In Morrison, the defendant wrote a letter to the judge four months before trial expressing his concern that counsel had not yet contacted him.Summary of this case from City of Billings v. Smith
Submitted on Briefs December 22, 1992.
Decided March 18, 1993.
Appeal from the District Court of Yellowstone County. Thirteenth Judicial District. Honorable William J. Speare, Judge.
For Defendant and Appellant: William F. Hooks, Appellate Defender Officer, Helena.
For Plaintiff and Respondent: Marc Racicot, Attorney General, Patricia J. Jordan, Assistant Attorney General, Helena; Dennis Paxinos, Yellowstone County Attorney, Shelley Briney and Brent Brooks, Deputy County Attorneys, Billings.
Appellant James Morrison appeals from a judgment of the Thirteenth Judicial District Court, Yellowstone County, convicting him of the offense of sexual intercourse without consent, a felony, and the court's designation of appellant as a "dangerous offender" for the purposes of parole.
We affirm in part and remand.
Appellant presents two issues for this Court's consideration:
1. Did the District Court err in failing to hold a hearing regarding appellant's request for appointment of substitute counsel, thereby denying him effective assistance of counsel?
2. Did the District Court err in failing to articulate its reasons for designating appellant as a "dangerous offender" for purposes of eligibility of parole as required by § 46-18-404, MCA?
Appellant was charged with sexual intercourse without consent on September 14, 1990. At the arraignment hearing held on September 18, 1990, attorney John Adams was appointed to represent appellant. Appellant pleaded not guilty to the charge and remained incarcerated until trial began on February 26, 1991.
After being incarcerated for approximately six weeks, on October 29, 1990, appellant wrote to the District Court Judge expressing his dissatisfaction with Adams' legal representation. In his letter, appellant complained that he had not been able to contact his court-appointed counsel to discuss the case and requested the court appoint him new counsel. On November 1, 1990, the District Court Judge directed Adams to see both the court and appellant about the matter and provided Adams with a copy of appellant's letter. No hearing was held on the matter and Adams continued as appellant's court-appointed counsel. Adams did not file any motions or a trial brief, and did not subpoena any witnesses on appellant's behalf.
Following a jury trial, appellant was found guilty of the crime charged. The court ordered a presentence investigation report and set a sentencing date of March 20, 1991.
On the day of sentencing, appellant made a second request for new appointment of counsel to represent him at the sentencing and on appeal. The minute entry reflects that the court denied the request and postponed sentencing until April 3, 1991.
On April 3, 1991, the court appointed Art Thompson as co-counsel and postponed sentencing until April 10, 1991.
Sentencing was held on April 10, 1991, at which time Adams asked to be relieved as counsel and that new counsel be appointed, and the request was granted. The court imposed a sentence of 20 years imprisonment, with an additional three years for use of a weapon, to be served consecutively. The court designated appellant as a dangerous offender for purposes of parole eligibility. This Court appointed counsel for the purposes of this appeal.
Did the District Court err in failing to hold a hearing regarding appellant's request for appointment of substitute counsel thereby denying him effective assistance of counsel?

→ GIVEN INFORMATION
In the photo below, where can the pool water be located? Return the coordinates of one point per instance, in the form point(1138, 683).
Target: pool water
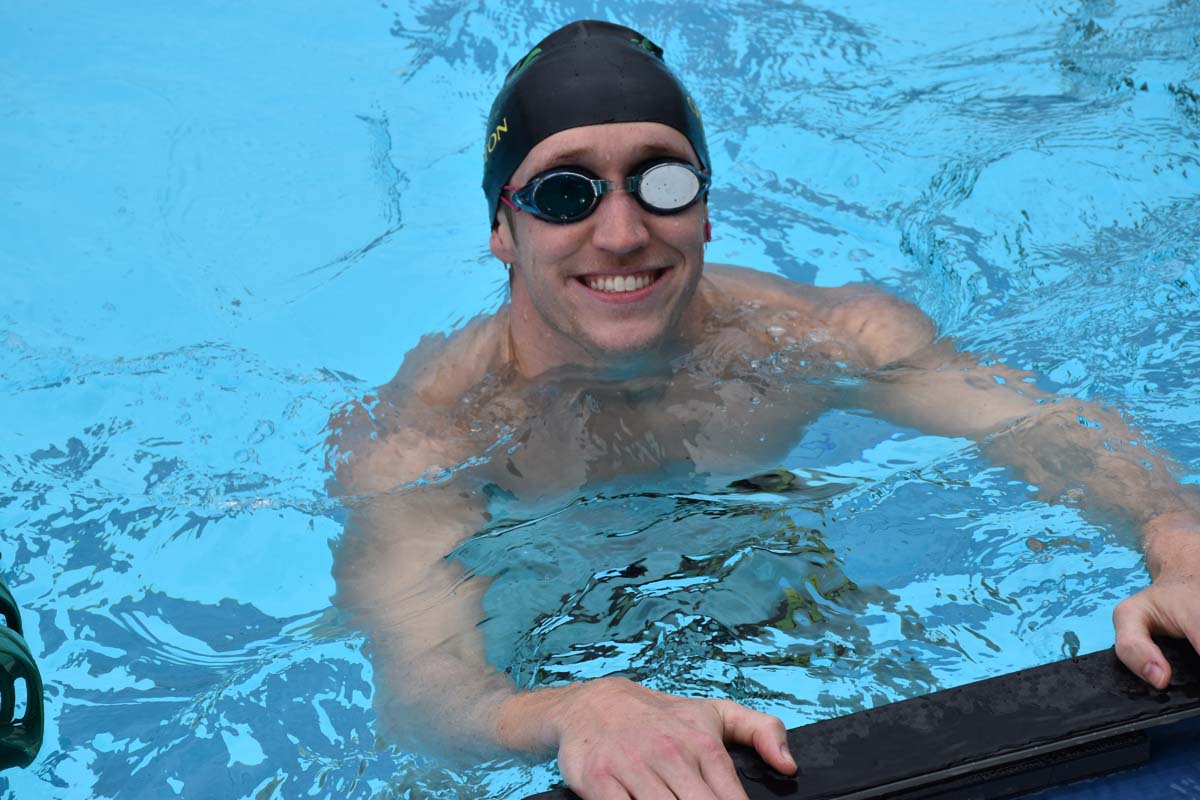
point(220, 222)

→ WHAT IS NEEDED
In the court opinion on the Morrison appeal, do these statements agree with the text? Answer yes or no for each, and quote the words that decide it. (a) Adams filed a trial brief on the appellant's behalf. (b) The trial began on February 26, 1991. (c) On April 3, 1991, the court appointed Art Thompson to replace Adams as counsel.

→ FINISHED TASK
(a) No: "Adams did not file any motions or a trial brief"
(b) Yes: "remained incarcerated until trial began on February 26, 1991"
(c) No: "the court appointed Art Thompson as co-counsel"